*Dataset records:*
* begin *
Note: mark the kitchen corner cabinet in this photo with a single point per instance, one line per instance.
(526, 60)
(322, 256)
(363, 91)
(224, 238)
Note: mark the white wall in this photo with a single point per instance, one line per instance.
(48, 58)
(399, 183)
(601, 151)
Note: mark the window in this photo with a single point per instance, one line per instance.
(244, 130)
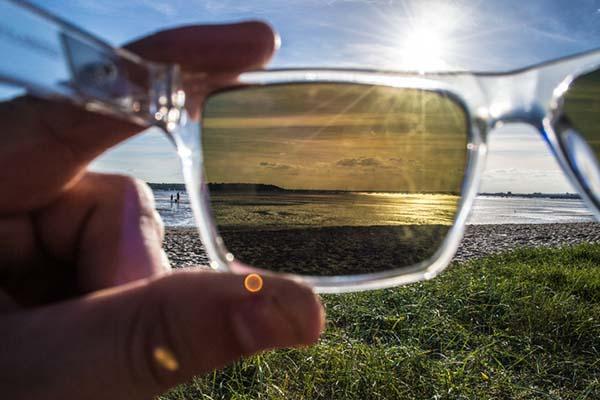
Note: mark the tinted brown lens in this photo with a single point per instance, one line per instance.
* end *
*Task objective:*
Rewrite the rows from the one containing "Note: mark the window" through the last row, replacing "single point" with "single dot" and leaving everything else unchanged. Omit the pictures from your answer.

*Answer to this task:*
Note: mark the window in this photo with a single dot per instance, one line per instance.
(244, 130)
Note: mark the tinted brown lens in this photo with a single dot per instance, one line per instance.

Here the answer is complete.